The receiver can't know where the ciphertext they are being sent actually
originated.... Just strip the signature from the original sender, add back
your own, keep the RSA-OAEP blob which is holding the encryption key as-is,
and then start tampering with the AES-CTR ciphertext. Having found an oracle
(a way to know if decryption succeeded or not) in the attachment download
code, it was just a matter of the hard work of making the bits dance just
right to use the oracle to deduce the key.

In this attack the RSA-OAEP encrypted nonce is left alone. The fix they
propose at the end is to cache this part of the message for a while to not
allow replay. But I don't understand... why not instead derive authentication
and encryption keys from the random 'k' and use it to append a MAC to the AES-
CTR ciphertext, like an IES?

Given RSA-OAEP is "IND-CCA2", it is not vulnerable to chosen cipertext. That
means it's "safe" to touch the RSA and decrypt before authenticating anything.

• EXERCISES TO COMPLETE:
1 > Decide whether each statement agrees with the passage on the encryption attack. Answer yes or no and quote the words that settle it.
(a) In the attack, the RSA-OAEP blob holding the encryption key is kept unchanged.
(b) The fix proposed at the end is to append a MAC to the AES-CTR ciphertext.
(c) The oracle was found in the attachment download code.
2 > According to the passage on the encryption attack, what is an oracle?
Rely on the passage alone, without outside knowledge.

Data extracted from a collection
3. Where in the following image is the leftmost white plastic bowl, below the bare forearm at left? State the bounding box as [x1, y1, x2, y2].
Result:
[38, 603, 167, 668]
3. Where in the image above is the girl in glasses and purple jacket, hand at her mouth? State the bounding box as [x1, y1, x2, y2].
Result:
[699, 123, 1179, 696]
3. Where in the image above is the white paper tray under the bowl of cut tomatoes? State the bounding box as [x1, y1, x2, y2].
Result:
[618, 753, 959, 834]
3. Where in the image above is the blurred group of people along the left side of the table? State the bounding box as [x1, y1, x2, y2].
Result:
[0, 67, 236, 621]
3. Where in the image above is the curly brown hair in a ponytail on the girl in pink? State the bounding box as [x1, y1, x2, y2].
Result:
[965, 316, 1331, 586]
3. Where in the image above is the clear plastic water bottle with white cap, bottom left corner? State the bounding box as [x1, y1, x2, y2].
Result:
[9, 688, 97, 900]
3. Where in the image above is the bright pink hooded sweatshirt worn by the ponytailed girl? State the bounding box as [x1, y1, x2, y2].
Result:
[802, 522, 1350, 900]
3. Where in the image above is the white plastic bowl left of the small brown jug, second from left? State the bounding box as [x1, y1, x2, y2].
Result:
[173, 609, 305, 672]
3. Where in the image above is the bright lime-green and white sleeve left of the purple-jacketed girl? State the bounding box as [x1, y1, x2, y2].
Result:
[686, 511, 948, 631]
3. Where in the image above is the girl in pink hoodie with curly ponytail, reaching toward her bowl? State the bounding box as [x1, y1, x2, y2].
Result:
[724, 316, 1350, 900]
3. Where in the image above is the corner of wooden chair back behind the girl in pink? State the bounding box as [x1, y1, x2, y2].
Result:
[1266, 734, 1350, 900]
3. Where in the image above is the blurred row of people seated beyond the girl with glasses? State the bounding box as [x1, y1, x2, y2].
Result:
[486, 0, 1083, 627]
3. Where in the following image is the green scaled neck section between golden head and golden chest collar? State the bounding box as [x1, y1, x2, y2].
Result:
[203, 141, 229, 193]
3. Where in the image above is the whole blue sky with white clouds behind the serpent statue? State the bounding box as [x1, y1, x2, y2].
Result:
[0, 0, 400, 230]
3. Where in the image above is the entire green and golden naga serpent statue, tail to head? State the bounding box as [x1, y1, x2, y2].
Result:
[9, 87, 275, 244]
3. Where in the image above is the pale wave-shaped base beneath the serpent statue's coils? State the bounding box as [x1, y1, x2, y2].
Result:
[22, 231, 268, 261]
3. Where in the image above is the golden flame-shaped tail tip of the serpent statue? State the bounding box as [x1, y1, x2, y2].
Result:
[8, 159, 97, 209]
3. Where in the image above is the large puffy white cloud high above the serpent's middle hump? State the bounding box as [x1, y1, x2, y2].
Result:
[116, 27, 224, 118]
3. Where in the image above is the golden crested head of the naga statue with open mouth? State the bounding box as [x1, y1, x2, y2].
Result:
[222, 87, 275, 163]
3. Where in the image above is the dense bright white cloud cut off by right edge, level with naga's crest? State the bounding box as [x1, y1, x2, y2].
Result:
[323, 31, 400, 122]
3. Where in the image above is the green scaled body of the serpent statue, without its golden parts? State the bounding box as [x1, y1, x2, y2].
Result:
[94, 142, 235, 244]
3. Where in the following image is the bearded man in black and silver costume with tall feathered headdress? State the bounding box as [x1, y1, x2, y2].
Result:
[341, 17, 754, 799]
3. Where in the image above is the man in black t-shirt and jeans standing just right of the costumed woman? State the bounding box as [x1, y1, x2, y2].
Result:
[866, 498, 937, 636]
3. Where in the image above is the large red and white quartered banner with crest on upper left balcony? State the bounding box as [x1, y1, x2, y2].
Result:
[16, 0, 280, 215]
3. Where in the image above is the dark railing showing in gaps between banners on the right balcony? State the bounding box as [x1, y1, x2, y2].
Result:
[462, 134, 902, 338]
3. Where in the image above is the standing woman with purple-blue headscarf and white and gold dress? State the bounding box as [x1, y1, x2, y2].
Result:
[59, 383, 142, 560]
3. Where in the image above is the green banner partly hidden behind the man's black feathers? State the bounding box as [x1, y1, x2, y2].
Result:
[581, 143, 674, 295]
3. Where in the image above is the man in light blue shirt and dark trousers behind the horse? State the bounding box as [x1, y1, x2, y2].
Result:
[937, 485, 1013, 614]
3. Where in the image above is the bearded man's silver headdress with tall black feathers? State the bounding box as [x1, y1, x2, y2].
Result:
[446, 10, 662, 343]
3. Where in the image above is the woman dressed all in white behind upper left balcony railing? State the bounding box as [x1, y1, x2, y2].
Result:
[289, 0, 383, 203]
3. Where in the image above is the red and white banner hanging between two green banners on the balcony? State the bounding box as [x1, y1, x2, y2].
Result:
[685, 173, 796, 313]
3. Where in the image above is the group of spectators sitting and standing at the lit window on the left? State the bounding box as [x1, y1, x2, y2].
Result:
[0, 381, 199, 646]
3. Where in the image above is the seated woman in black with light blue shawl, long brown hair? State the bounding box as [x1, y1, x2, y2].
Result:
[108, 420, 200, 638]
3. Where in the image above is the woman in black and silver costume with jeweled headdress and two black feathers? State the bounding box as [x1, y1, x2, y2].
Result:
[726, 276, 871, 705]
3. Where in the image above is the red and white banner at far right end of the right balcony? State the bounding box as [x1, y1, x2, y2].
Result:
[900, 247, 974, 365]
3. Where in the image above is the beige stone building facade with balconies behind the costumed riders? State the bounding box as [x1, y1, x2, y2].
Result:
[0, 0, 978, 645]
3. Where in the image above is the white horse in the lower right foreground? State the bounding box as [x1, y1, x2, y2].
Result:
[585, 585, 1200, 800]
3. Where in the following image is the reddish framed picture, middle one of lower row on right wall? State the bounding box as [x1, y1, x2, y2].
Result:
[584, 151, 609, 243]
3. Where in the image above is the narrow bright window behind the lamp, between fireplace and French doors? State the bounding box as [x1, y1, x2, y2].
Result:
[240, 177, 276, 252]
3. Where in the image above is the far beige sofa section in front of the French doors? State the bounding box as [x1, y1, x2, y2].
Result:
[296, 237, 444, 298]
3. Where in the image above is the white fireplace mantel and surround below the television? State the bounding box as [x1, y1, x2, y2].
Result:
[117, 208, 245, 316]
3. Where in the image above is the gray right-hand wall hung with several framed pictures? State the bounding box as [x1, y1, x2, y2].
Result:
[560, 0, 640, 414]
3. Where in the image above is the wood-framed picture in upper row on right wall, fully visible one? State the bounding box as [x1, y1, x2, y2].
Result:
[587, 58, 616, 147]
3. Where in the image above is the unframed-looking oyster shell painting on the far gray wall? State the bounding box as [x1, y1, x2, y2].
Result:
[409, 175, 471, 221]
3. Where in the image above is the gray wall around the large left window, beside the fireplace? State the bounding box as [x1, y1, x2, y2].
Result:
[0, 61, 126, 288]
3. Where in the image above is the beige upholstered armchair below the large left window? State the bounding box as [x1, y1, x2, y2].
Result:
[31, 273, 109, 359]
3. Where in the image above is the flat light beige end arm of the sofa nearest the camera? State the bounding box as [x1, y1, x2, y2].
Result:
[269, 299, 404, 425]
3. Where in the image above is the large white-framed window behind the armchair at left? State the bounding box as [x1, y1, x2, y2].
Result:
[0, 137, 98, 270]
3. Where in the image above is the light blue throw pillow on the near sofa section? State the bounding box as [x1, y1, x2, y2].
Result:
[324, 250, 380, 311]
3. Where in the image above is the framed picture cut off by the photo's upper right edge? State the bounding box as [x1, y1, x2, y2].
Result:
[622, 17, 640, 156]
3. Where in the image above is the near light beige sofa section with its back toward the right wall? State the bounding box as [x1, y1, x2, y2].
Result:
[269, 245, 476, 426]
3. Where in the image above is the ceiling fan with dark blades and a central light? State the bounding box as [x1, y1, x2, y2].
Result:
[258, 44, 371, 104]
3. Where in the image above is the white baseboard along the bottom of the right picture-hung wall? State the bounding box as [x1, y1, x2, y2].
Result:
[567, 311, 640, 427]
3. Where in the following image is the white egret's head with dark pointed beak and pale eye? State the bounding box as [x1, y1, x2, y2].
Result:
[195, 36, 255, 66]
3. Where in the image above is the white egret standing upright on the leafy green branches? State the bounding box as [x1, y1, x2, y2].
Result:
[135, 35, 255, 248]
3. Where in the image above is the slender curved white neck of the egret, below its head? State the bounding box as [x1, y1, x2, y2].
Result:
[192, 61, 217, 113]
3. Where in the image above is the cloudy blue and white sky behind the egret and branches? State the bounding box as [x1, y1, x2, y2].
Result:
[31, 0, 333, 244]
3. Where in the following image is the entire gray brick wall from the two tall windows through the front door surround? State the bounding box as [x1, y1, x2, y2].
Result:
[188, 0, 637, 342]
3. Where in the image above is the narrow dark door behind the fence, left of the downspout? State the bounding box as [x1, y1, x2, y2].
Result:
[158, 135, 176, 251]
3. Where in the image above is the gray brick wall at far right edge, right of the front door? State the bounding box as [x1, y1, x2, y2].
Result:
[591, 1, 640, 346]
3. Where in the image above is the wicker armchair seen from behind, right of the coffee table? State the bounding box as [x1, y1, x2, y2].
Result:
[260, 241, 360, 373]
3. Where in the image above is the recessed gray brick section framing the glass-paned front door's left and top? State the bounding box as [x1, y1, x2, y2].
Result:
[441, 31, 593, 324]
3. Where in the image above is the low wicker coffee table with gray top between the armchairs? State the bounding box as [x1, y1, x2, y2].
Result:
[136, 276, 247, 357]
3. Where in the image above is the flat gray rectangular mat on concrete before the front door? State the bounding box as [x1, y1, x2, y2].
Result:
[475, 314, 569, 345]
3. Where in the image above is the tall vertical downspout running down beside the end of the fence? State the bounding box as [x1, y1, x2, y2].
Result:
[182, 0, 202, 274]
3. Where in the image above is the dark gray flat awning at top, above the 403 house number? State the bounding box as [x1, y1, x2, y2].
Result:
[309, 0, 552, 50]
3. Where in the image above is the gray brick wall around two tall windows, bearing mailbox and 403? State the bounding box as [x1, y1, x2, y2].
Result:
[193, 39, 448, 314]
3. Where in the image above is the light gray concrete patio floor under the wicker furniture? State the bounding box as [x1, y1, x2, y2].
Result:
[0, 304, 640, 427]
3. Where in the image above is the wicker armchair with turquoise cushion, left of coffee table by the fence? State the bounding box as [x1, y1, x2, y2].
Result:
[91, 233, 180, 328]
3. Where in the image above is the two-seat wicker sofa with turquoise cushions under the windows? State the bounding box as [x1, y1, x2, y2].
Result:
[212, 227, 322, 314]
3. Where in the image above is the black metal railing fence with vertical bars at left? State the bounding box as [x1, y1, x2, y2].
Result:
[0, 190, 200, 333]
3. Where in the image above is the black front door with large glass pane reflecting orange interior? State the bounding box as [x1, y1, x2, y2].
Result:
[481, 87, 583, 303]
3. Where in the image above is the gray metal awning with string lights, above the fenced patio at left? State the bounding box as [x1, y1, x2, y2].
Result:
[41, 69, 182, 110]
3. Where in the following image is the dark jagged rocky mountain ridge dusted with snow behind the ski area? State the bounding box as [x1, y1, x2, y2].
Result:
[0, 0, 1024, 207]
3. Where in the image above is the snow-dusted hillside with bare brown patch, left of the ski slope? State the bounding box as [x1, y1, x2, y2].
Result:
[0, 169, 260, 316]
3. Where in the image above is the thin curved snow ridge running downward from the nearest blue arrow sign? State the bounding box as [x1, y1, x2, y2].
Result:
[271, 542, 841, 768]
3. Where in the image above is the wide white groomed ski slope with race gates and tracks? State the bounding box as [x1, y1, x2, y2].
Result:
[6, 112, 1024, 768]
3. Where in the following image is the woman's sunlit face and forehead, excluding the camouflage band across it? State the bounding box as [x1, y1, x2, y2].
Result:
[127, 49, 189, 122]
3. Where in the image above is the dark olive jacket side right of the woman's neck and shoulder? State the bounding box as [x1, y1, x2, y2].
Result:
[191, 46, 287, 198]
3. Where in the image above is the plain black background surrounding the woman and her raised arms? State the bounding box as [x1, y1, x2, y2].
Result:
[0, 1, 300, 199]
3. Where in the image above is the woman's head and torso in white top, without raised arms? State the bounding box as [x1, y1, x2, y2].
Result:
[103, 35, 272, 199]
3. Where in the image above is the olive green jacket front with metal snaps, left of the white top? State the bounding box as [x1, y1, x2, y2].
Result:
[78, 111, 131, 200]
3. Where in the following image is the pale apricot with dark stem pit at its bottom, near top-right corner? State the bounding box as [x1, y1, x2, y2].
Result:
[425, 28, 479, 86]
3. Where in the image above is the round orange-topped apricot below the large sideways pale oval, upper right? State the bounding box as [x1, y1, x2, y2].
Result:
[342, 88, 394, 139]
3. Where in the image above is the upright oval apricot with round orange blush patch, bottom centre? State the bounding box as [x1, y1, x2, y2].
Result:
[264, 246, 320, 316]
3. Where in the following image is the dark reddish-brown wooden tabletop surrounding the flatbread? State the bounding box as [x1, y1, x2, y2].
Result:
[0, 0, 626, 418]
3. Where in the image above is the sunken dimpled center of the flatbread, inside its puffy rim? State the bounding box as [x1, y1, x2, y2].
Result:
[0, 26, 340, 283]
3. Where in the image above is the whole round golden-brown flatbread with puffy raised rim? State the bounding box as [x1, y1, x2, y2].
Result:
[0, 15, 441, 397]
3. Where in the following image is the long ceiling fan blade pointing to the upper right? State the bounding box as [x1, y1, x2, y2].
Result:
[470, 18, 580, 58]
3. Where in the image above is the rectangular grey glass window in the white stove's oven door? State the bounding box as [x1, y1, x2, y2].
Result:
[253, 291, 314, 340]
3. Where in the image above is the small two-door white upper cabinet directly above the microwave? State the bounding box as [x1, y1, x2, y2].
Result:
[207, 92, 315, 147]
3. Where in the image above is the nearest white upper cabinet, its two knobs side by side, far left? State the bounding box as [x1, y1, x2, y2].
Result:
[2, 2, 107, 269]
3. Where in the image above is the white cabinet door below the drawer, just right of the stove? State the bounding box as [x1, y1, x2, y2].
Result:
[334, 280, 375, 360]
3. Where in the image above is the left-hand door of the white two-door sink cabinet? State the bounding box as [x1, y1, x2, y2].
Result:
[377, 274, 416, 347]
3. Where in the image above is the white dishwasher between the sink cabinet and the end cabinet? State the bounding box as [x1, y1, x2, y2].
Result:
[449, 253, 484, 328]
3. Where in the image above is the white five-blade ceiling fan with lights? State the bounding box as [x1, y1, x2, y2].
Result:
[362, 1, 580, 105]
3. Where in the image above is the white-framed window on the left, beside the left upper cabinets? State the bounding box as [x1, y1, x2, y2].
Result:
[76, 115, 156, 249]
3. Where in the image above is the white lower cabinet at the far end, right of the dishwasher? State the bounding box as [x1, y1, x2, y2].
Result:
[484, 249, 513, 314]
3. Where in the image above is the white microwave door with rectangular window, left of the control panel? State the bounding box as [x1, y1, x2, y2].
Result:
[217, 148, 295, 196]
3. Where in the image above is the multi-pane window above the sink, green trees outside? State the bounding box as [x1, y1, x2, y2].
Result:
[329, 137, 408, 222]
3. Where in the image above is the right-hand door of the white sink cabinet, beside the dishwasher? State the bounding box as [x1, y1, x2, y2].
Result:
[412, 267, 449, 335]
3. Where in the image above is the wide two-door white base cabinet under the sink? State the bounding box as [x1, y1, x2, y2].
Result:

• ANSWERS:
1 >
(a) Yes: "keep the RSA-OAEP blob which is holding the encryption key as-is"
(b) No: "The fix they propose at the end is to cache this part of the message for a while to not allow replay."
(c) Yes: "Having found an oracle (a way to know if decryption succeeded or not) in the attachment download code"

2 > A way to know if decryption succeeded or not.